• **YOUR GOAL**: Pull out every line with the word "just" from the entries below.

(Data entries)
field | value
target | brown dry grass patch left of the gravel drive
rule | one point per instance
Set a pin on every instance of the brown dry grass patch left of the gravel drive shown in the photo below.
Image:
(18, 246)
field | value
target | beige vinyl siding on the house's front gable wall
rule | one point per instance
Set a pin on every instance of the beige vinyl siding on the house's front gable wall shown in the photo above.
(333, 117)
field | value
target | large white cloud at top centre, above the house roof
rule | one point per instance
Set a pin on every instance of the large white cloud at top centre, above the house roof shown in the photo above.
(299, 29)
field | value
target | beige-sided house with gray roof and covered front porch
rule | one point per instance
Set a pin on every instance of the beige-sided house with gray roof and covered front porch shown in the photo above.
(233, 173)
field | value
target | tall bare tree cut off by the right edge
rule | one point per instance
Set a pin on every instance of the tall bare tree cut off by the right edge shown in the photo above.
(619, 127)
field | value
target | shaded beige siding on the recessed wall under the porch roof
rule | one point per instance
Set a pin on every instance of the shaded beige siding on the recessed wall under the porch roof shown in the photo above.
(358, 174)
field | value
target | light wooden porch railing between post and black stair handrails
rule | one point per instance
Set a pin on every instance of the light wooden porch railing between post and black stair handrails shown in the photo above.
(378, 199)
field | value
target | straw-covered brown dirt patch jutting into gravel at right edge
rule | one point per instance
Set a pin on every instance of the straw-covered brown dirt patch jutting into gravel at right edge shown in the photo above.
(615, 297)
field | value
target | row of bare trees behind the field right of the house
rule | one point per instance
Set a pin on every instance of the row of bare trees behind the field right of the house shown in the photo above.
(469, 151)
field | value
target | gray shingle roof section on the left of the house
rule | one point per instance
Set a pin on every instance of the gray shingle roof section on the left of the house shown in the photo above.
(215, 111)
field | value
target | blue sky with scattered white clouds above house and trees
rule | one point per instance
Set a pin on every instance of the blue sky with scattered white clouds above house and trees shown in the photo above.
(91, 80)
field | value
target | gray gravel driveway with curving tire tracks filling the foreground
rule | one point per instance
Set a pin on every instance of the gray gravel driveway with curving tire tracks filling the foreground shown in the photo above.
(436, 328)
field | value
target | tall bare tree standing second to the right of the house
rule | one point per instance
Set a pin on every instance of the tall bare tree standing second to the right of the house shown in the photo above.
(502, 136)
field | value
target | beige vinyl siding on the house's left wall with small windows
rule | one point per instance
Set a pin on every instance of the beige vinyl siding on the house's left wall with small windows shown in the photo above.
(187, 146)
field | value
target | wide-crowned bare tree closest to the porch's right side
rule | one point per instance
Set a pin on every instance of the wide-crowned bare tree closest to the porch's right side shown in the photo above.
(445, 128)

--

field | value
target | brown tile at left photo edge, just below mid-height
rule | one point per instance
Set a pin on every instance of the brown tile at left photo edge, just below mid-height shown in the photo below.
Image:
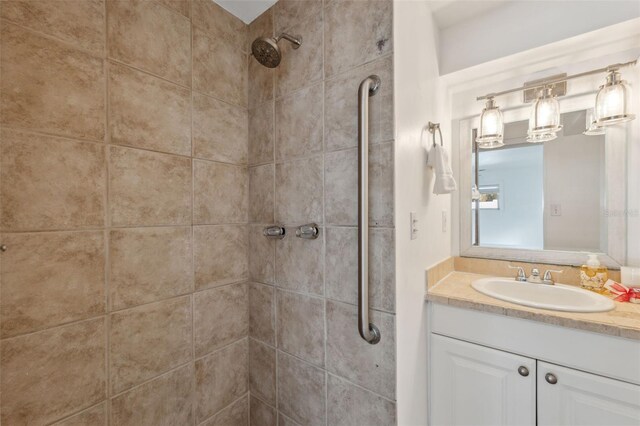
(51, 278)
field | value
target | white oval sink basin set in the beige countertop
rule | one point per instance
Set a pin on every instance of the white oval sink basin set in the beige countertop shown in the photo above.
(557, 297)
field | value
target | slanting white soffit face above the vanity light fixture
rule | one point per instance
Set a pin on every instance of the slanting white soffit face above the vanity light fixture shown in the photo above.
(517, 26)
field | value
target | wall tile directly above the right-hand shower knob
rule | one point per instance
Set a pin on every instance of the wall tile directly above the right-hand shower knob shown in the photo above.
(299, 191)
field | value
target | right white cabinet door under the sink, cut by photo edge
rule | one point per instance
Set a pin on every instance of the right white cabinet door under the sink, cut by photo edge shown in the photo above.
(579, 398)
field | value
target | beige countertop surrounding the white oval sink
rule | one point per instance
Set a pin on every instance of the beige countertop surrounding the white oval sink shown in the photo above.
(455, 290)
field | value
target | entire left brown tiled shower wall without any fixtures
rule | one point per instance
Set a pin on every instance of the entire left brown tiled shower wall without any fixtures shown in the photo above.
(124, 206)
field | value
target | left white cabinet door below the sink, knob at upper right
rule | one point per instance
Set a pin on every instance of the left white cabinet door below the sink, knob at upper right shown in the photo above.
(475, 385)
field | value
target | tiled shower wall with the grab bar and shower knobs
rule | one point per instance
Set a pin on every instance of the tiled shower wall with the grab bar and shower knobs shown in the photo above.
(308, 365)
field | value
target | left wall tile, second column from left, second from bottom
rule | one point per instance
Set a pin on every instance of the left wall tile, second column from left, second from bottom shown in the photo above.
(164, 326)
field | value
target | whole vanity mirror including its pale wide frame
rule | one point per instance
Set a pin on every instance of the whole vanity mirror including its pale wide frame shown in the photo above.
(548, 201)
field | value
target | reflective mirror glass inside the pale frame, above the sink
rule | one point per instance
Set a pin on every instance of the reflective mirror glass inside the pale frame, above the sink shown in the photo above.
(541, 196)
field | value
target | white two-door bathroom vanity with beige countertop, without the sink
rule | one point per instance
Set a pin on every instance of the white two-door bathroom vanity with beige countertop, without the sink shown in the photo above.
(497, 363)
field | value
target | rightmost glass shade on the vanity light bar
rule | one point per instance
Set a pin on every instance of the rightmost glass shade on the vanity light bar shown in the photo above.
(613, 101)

• **EXERCISE SOLUTION**:
target | brown tile at left photo edge, just below mid-height
Set a pin on every instance of the brown tile at left photo edge, just below mid-height shown in the photo below.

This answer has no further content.